__Exercise material__.
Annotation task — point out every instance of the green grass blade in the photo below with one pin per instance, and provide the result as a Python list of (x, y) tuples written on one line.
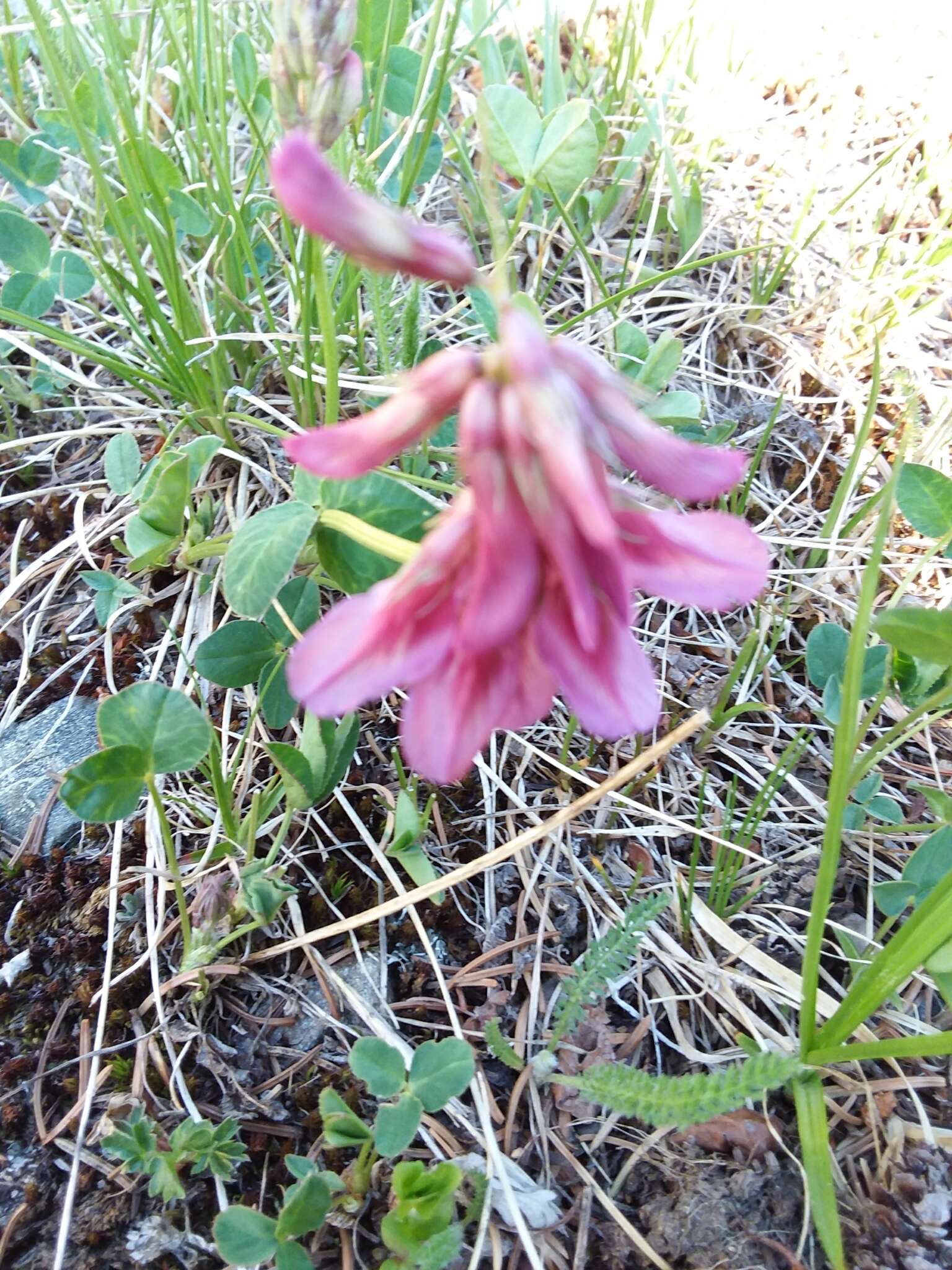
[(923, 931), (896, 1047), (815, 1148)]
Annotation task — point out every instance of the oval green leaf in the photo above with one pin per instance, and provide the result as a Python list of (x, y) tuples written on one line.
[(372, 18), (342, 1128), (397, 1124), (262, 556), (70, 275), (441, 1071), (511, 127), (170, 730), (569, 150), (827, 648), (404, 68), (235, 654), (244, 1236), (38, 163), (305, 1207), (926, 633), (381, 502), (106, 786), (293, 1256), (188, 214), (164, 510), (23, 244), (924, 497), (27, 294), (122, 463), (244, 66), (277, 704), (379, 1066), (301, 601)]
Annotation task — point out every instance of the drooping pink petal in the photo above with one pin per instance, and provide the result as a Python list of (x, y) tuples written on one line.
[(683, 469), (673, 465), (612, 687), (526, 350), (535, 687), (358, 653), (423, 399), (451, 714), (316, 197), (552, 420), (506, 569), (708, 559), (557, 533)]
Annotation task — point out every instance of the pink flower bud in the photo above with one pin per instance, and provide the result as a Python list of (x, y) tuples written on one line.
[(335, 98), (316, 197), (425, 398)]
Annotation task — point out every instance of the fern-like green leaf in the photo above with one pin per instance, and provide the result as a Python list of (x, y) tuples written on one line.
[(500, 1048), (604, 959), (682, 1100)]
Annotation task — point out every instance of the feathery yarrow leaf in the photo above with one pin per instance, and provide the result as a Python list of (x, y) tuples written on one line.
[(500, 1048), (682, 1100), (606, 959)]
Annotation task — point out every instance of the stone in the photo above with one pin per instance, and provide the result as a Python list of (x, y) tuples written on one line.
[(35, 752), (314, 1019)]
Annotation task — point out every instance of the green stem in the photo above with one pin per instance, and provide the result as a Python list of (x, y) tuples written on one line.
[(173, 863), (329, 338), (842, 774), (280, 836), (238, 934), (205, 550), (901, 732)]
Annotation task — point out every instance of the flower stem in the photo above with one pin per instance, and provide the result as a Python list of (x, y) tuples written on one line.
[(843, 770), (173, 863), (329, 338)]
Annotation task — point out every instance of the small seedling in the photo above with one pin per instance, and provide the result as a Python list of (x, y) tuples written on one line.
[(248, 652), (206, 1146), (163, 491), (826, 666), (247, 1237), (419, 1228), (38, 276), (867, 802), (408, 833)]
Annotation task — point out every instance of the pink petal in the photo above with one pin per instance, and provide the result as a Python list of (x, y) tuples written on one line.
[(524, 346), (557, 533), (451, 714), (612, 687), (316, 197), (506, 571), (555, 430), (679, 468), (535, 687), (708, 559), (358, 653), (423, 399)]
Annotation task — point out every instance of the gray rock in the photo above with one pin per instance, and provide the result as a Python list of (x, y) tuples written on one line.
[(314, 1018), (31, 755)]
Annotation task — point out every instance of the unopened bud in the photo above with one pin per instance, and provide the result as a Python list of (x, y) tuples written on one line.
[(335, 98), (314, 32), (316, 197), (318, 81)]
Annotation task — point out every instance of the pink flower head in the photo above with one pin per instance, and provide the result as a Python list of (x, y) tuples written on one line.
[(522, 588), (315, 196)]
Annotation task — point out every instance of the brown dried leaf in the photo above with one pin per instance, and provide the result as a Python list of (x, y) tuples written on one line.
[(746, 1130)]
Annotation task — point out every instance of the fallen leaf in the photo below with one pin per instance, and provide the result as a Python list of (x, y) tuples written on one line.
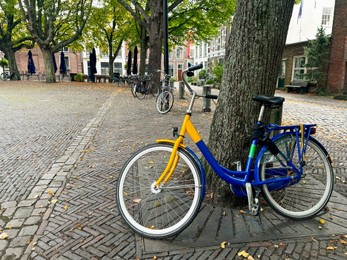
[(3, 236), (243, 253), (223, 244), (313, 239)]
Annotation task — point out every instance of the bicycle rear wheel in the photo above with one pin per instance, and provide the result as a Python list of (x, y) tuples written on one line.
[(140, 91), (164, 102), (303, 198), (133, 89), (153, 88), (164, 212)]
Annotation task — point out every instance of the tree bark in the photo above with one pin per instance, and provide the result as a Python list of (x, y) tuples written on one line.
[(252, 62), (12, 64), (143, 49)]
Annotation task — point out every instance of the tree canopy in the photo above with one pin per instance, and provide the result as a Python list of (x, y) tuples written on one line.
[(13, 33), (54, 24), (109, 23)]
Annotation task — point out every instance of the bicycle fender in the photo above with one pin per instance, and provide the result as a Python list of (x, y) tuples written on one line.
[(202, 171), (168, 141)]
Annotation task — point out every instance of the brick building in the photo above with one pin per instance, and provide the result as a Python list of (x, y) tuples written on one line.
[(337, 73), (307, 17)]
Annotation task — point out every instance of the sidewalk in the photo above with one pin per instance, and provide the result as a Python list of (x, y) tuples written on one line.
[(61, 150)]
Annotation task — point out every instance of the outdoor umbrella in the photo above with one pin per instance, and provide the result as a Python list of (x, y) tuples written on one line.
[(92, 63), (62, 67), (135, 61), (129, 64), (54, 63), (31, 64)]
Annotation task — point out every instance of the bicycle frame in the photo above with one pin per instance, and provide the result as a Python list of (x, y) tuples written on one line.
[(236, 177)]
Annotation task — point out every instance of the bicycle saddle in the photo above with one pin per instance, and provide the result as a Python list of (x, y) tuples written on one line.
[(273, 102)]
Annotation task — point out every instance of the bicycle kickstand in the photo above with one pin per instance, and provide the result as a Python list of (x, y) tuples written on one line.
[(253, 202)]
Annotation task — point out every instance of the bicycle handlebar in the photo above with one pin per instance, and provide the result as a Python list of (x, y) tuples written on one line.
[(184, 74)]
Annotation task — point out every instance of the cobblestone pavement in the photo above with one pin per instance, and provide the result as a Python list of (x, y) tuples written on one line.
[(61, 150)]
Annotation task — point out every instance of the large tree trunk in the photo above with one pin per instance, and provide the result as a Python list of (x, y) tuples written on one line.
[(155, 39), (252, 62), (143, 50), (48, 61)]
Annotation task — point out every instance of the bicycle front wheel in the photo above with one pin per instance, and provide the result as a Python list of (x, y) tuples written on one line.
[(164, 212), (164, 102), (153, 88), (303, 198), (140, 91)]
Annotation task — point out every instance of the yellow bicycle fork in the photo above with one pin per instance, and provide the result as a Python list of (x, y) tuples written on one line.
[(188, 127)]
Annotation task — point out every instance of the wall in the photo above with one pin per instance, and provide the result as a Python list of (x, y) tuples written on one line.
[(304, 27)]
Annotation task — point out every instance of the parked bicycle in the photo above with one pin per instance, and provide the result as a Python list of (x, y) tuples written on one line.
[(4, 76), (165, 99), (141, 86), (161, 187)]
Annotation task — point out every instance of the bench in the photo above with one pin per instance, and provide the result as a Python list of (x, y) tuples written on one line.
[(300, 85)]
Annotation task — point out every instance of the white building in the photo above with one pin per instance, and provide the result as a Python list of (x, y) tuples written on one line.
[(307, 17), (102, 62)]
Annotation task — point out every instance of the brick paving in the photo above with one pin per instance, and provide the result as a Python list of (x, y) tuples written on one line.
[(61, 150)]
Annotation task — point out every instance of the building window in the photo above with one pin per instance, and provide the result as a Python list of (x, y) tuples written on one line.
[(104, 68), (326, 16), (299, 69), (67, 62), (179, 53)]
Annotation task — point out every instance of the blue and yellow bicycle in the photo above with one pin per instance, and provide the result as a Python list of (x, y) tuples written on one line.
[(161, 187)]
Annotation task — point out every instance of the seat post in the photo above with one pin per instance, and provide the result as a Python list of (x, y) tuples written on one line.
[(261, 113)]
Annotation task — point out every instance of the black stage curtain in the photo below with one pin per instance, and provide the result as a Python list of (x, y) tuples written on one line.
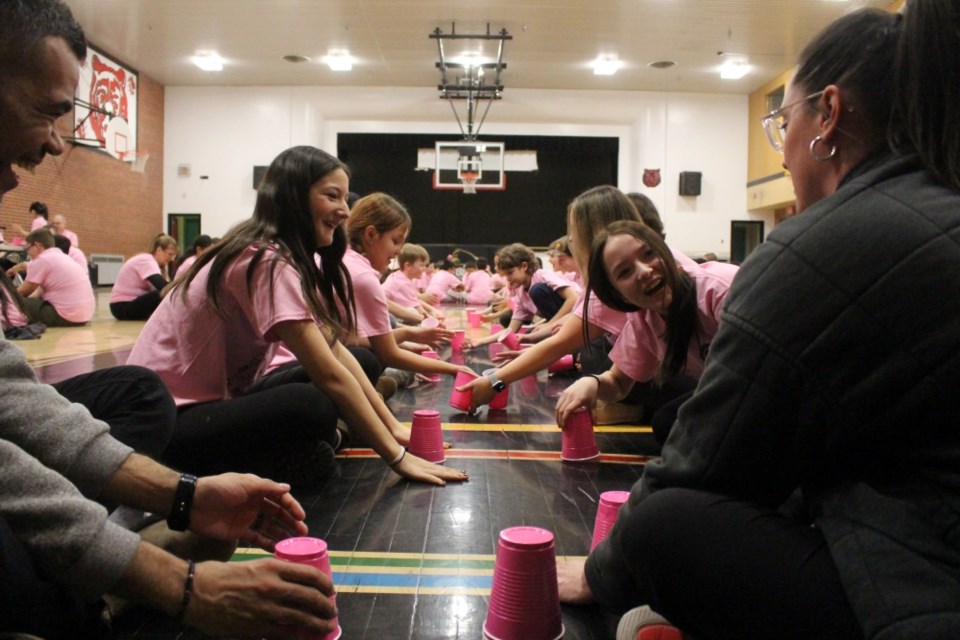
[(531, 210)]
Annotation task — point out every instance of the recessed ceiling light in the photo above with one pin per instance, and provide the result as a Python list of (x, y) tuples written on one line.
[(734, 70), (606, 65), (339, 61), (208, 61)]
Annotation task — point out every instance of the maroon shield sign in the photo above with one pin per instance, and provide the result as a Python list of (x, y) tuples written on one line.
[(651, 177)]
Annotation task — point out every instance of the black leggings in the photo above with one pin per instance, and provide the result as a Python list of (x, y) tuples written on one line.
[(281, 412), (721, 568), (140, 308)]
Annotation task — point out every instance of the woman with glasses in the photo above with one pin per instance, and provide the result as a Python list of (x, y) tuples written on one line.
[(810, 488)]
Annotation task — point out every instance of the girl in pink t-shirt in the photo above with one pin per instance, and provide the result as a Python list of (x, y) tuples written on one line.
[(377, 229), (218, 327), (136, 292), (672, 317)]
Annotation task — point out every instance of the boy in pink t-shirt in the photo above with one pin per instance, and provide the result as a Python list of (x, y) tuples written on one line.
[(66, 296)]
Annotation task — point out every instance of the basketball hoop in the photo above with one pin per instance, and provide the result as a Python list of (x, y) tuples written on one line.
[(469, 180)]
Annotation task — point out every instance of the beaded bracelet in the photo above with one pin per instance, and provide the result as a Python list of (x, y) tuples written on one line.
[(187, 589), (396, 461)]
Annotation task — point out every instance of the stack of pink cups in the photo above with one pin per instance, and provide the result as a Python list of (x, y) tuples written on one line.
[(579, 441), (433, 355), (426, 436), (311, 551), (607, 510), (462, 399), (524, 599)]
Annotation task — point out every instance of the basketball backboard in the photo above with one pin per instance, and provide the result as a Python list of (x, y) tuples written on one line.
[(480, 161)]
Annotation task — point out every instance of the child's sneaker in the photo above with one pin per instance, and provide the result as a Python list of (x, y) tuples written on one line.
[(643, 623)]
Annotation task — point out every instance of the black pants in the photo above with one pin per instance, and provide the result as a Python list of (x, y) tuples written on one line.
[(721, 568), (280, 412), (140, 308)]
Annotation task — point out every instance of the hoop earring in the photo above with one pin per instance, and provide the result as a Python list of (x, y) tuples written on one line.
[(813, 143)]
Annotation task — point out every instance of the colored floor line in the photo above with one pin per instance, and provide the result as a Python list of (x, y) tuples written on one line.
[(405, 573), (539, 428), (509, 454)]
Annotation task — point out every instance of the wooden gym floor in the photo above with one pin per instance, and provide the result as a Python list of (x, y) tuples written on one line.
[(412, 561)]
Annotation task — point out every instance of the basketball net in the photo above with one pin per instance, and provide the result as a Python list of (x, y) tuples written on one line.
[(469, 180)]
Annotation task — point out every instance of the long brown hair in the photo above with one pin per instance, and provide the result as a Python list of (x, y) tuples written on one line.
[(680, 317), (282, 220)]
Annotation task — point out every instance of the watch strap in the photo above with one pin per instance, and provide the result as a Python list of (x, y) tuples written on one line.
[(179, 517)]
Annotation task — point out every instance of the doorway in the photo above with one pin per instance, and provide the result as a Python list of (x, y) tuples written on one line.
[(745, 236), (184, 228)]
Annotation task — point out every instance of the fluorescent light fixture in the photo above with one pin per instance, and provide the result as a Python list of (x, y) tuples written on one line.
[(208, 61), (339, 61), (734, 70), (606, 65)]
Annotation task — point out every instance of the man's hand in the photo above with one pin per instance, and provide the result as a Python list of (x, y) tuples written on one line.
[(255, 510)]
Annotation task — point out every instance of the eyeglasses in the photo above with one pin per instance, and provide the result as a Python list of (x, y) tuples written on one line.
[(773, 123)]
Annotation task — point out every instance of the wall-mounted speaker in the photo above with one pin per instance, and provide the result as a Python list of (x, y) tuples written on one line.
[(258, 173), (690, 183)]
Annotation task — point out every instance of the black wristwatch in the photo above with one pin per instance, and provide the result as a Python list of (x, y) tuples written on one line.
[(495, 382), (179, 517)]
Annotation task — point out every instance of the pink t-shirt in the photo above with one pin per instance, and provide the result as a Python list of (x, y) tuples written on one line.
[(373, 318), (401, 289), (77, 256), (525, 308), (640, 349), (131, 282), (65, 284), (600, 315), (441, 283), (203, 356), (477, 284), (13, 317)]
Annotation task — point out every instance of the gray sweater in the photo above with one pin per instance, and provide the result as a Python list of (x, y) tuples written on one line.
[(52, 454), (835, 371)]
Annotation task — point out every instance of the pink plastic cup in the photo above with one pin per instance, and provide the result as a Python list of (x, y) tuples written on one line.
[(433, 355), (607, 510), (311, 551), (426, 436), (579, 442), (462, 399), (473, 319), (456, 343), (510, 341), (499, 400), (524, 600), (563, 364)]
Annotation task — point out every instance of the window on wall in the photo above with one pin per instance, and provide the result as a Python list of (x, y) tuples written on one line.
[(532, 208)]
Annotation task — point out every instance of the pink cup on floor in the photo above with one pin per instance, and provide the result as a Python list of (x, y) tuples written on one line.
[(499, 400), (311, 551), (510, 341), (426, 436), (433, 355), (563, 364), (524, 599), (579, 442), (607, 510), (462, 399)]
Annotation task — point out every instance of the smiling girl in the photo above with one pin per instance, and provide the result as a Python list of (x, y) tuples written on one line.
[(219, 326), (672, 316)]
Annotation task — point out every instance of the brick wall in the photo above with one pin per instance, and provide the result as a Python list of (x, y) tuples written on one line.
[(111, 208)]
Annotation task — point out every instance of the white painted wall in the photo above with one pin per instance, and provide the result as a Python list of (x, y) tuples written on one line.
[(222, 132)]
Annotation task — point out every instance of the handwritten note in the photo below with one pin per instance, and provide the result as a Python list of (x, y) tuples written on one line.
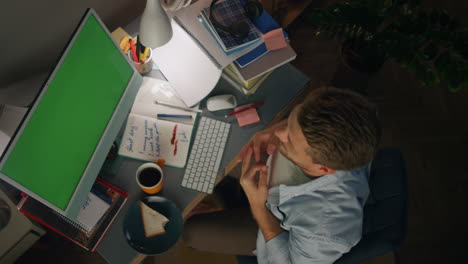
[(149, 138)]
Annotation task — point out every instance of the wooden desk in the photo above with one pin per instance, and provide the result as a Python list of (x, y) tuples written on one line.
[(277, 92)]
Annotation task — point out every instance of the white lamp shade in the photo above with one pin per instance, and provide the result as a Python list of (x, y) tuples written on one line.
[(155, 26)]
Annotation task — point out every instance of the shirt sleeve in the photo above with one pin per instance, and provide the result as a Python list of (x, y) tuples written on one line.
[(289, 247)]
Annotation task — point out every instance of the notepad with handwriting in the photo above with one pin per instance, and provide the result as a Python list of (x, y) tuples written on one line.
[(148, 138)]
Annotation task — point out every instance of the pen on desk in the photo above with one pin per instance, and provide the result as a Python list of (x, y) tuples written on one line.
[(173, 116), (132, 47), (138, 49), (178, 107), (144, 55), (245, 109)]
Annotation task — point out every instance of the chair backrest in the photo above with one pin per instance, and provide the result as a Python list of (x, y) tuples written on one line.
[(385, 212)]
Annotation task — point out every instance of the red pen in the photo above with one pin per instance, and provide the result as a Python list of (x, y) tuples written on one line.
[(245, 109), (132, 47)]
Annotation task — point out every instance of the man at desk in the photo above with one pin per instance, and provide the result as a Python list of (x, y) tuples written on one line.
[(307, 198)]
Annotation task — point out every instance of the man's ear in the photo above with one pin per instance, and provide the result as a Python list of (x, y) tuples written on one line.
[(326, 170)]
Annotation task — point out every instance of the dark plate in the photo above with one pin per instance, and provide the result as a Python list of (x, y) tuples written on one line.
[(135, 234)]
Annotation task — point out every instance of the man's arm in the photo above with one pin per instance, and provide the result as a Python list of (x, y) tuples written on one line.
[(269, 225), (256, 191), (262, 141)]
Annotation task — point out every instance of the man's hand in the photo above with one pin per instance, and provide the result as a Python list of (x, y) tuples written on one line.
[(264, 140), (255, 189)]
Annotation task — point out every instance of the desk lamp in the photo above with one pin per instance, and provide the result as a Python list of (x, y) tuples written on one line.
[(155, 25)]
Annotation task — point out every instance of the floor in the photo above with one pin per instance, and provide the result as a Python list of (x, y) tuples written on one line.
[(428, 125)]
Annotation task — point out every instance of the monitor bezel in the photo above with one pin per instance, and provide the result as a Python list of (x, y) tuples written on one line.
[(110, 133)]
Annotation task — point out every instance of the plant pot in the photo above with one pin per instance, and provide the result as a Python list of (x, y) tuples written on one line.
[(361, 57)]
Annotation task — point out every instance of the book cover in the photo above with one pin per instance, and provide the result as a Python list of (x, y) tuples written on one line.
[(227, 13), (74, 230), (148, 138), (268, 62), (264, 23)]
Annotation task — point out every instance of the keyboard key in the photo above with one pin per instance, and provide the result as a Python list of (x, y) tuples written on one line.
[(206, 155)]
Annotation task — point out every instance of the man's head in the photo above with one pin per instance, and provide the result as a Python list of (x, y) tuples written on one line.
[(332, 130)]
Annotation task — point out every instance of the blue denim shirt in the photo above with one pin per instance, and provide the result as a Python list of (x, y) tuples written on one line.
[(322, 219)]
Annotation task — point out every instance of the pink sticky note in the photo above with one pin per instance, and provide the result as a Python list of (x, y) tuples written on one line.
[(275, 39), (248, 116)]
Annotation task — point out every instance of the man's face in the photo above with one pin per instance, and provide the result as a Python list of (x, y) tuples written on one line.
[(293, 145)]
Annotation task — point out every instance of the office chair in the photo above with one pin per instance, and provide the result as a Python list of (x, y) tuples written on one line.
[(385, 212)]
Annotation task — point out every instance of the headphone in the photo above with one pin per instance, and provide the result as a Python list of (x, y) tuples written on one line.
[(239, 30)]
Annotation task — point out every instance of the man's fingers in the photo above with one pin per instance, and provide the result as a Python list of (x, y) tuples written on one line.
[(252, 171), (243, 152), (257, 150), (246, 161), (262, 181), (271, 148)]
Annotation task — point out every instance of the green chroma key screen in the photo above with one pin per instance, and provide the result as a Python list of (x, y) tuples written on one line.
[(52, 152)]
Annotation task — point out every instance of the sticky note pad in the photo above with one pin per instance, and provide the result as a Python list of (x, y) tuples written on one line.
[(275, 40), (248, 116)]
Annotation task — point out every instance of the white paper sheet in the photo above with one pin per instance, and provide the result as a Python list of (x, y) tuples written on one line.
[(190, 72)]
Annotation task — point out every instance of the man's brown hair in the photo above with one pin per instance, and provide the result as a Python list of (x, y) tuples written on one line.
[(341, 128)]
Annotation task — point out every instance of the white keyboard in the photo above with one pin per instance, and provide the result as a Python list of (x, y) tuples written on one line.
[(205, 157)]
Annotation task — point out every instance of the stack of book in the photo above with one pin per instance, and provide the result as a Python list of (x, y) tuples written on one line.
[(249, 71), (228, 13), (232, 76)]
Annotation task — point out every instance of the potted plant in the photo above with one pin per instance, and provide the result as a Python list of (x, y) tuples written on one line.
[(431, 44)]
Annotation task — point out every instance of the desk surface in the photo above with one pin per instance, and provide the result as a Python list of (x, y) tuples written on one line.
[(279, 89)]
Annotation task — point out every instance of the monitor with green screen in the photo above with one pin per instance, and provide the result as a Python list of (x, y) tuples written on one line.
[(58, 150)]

__What you should do__.
What is needed is an exact copy of the lines from the one containing "Annotation task — point out every instance of the sticky" to the end of the data; please add nothing else.

__Solution for this problem__.
Annotation task — point out every instance of the sticky note pad in the photo above with one pin per instance, and provide the result as a Python list of (x, y) tuples written on one line.
[(275, 40), (248, 116)]
Annotation task — point out every instance of the white paper sheet in the photo above with one pin per instance, and provide the result as a Python list of (x, y) tuples written on one line.
[(190, 72)]
Annotation task — point out every instance of the man's brown hair in the photo above with one pin per instance, and provide the result as a Python list of (x, y) tuples written on one line.
[(341, 128)]
Annotation task — point out every instance of the white keyboard in the photo above with one pin per instance, and provide the result as a Python list of (x, y) tuples written on one line.
[(205, 157)]
Annotation task — point out every instance of the stack of book in the photo above with one pin per instance, and provide the result as a Python list of (x, y) tuples written on one line.
[(249, 71), (228, 13), (232, 76)]
Annotation task — point out every instance of the potted plant in the photo above with one pin per instance, and provide the result as a Python list of (x, y) tuples written on one line.
[(431, 44)]
Annotation task — point out every instance of the desk surface in the photo above with one pin per instance, and provide the result as a Python list of (x, y) tuples written on one line.
[(279, 89)]
Annotation task — point out every instance of the monitor with green screen in the photo above with one pin per instance, and provide the result as a Python list of (x, y) tuples written on one line.
[(58, 150)]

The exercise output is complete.